### Text section
──────

So using small sensors and mostly on like drones. But yeah, with the idea of being able to use it on spacecraft. So yeah, that’s actually super exciting. And it’s not something I’ve really talked too much about on the pod or my blog. Cause it’s, I dunno it’s I guess pretty niche.
But yeah, one thing that I have always thought about doing is, yeah, coming back and studying a PhD.
Corwin: Yeah, definitely! You won’t have to worry about funding as much, I guess since you’re a financial independent, which would be nice. So you’ll probably be able to get there a little bit more easily if you can self-fund yourself.
Captain Fi: Yeah. But I mean, we’ve got a small space industry here in Australia. It really focuses more on commercial management of contracts I guess, well you say airspace management, maybe that would be orbital management and frequency allocation. There’s not as much of an indigenous space industry, like in the [00:22:00] US, where you obviously have the space race and now they’re like sending manned missions to the moon soon.
Oh my God. That’s incredible, right?
Corwin: Yeah. Well, maybe you’ll have to come to the States for a few years and get your PhD. How about that?
Captain Fi: Oh that’d be the dream, but gosh, the cynic inside of me just Always says oh, this research is really just about designing weapons at the end of the day. But oh, I’m sure there’s some pretty awesome innovations that have come out of the space race. Didn’t we get like Teflon and Tupperware and stuff out of the space race? So, yeah.
Corwin: A lot of people would argue modern computing came from the space race, the miniaturizing computers. And even things that no one’s ever heard of that are vital to so many things we do today. Things like the Kalman filter. I’m not sure if you’ve ever heard of that, but it’s a computational technique that allows you to take noisy measurements from sensors and estimate your state, your position and velocity and things like that.
So yeah it’s pretty amazing what the Apollo program alone gave us.
Captain Fi: Sorry, I’m just getting [00:23:00] like PTSD flashbacks when you bring up Kalman filters. It was a huge part of the space engineering and a lot of the professors and stuff were just like, oh yeah you guys know this from your bachelor’s, and we’ll just get you to build them and use them to process these signals and stuff.
I’m like, actually no, this is the first time I’m hearing about it. So yeah, definitely had a few head scratching moments trying to do assignments and stuff and lab work. So, yeah. Man, it’s such an interesting industry, isn’t it? And I wonder what are your thoughts on computing? We’ve got web 3.0 and people talking about quantum computing. It’d be exciting to see what comes next.
Corwin: Yeah, that’s all over my head. I don’t know how quantum computers work at all. I feel like very few people do. When you start reading about them, you’re like, what? This doesn’t make any sense. Things can mean the same state at the same time, two different states at the same time. What? So, yeah.
Captain Fi: For computational engineering the [00:24:00] limit of my knowledge is that apparently it uses a lot of liquid helium. And that’s really cold, so. Yep. Right. So look, I guess getting back on topic, why do you think there’s so many engineers in the fire community?
Corwin: Yeah, that’s a good question.

──────

### To be done
1. Set down the part of the conversation between "So yeah it’s" and "signals and stuff.", inclusive, word for word.
2. Summarize the conversation in two sentences.
The entries after this point are separate material, unrelated to the conversation.

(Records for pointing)
──────

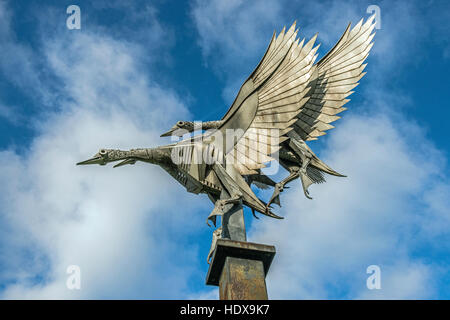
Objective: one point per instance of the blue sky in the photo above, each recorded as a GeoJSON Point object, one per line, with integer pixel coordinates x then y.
{"type": "Point", "coordinates": [136, 67]}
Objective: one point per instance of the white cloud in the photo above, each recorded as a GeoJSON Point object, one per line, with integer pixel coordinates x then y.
{"type": "Point", "coordinates": [394, 200]}
{"type": "Point", "coordinates": [374, 216]}
{"type": "Point", "coordinates": [120, 226]}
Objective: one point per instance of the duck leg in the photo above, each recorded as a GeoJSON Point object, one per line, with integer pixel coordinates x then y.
{"type": "Point", "coordinates": [294, 173]}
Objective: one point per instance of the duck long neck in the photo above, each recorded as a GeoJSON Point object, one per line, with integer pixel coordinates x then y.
{"type": "Point", "coordinates": [211, 124]}
{"type": "Point", "coordinates": [151, 155]}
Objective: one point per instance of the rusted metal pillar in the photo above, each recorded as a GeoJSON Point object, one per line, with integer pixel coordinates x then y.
{"type": "Point", "coordinates": [239, 269]}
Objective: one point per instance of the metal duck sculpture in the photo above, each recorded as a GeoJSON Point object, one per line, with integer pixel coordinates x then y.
{"type": "Point", "coordinates": [287, 100]}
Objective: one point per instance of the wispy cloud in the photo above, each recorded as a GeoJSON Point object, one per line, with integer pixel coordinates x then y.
{"type": "Point", "coordinates": [386, 211]}
{"type": "Point", "coordinates": [116, 224]}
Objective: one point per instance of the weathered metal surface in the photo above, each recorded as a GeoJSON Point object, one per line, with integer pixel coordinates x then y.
{"type": "Point", "coordinates": [300, 99]}
{"type": "Point", "coordinates": [287, 100]}
{"type": "Point", "coordinates": [242, 279]}
{"type": "Point", "coordinates": [238, 249]}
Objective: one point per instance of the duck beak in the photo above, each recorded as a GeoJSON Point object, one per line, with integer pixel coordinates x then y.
{"type": "Point", "coordinates": [97, 159]}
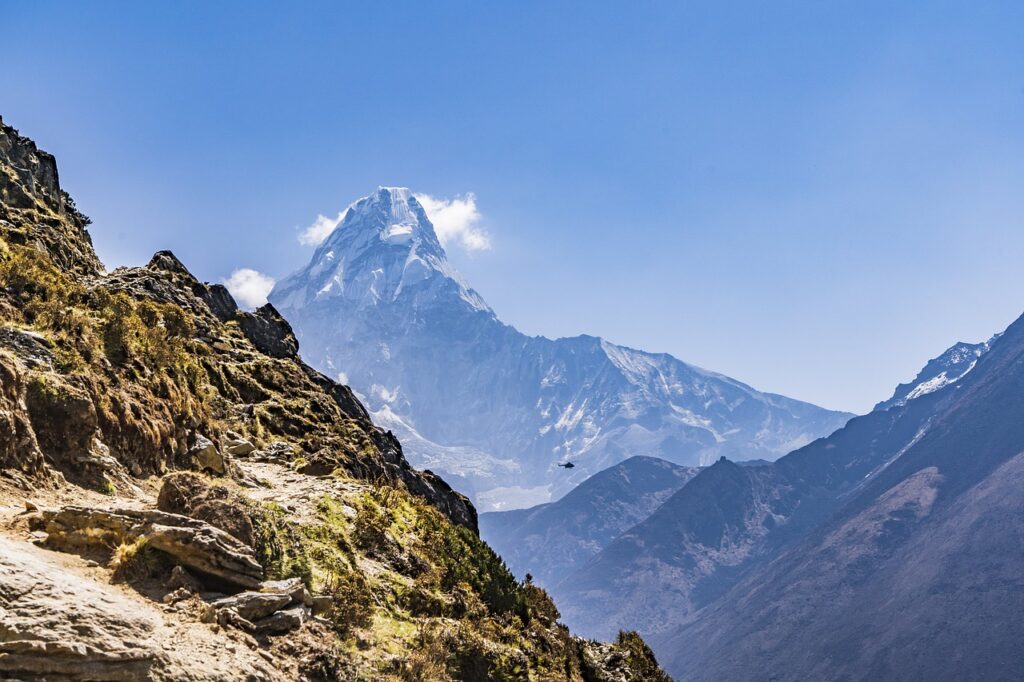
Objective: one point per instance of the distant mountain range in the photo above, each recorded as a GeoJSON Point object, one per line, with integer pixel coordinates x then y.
{"type": "Point", "coordinates": [891, 549]}
{"type": "Point", "coordinates": [380, 307]}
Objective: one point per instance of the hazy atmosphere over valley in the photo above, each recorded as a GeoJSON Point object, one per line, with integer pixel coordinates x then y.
{"type": "Point", "coordinates": [542, 341]}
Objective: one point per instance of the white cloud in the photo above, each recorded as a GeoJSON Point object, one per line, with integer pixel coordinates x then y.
{"type": "Point", "coordinates": [249, 288]}
{"type": "Point", "coordinates": [456, 221]}
{"type": "Point", "coordinates": [321, 229]}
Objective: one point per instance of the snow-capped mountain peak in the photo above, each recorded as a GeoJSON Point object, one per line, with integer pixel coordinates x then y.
{"type": "Point", "coordinates": [495, 411]}
{"type": "Point", "coordinates": [384, 249]}
{"type": "Point", "coordinates": [947, 369]}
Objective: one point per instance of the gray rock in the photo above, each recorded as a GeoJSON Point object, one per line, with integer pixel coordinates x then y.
{"type": "Point", "coordinates": [206, 456]}
{"type": "Point", "coordinates": [249, 605]}
{"type": "Point", "coordinates": [293, 587]}
{"type": "Point", "coordinates": [194, 544]}
{"type": "Point", "coordinates": [239, 448]}
{"type": "Point", "coordinates": [284, 621]}
{"type": "Point", "coordinates": [269, 332]}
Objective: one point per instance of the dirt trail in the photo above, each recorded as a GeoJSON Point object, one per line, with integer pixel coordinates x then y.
{"type": "Point", "coordinates": [64, 612]}
{"type": "Point", "coordinates": [298, 494]}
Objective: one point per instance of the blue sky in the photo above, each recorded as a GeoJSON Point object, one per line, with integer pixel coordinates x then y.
{"type": "Point", "coordinates": [813, 198]}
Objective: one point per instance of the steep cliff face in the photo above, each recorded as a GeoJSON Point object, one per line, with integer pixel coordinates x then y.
{"type": "Point", "coordinates": [304, 537]}
{"type": "Point", "coordinates": [916, 577]}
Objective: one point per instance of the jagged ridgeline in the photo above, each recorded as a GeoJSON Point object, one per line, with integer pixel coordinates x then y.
{"type": "Point", "coordinates": [268, 529]}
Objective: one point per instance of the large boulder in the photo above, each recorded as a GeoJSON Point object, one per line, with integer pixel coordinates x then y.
{"type": "Point", "coordinates": [207, 551]}
{"type": "Point", "coordinates": [269, 332]}
{"type": "Point", "coordinates": [54, 625]}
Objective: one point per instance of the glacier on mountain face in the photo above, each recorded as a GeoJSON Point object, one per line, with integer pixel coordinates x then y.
{"type": "Point", "coordinates": [491, 409]}
{"type": "Point", "coordinates": [947, 369]}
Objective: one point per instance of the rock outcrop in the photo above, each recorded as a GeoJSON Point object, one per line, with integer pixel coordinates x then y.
{"type": "Point", "coordinates": [194, 544]}
{"type": "Point", "coordinates": [281, 498]}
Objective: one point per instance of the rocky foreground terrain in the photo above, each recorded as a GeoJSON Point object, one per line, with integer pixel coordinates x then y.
{"type": "Point", "coordinates": [181, 498]}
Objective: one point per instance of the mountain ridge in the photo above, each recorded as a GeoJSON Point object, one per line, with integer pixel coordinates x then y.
{"type": "Point", "coordinates": [415, 338]}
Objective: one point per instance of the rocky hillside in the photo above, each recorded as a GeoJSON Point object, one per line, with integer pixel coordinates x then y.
{"type": "Point", "coordinates": [492, 408]}
{"type": "Point", "coordinates": [884, 551]}
{"type": "Point", "coordinates": [916, 577]}
{"type": "Point", "coordinates": [553, 540]}
{"type": "Point", "coordinates": [182, 498]}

──────

### Solutions by task
1.
So yeah it’s pretty amazing what the Apollo program alone gave us.
Captain Fi: Sorry, I’m just getting [00:23:00] like PTSD flashbacks when you bring up Kalman filters. It was a huge part of the space engineering and a lot of the professors and stuff were just like, oh yeah you guys know this from your bachelor’s, and we’ll just get you to build them and use them to process these signals and stuff.

2. The conversation moves from research with small sensors, mostly on drones, and the idea of returning to study for a PhD to Captain Fi's point that Australia's small space industry centers on contract, orbital and frequency management rather than being homegrown like the US industry. The speakers then discuss innovations credited to the space race, including the Kalman filter that Captain Fi struggled with in space engineering coursework, touch on quantum computing, and return to the question of why there are so many engineers in the fire community.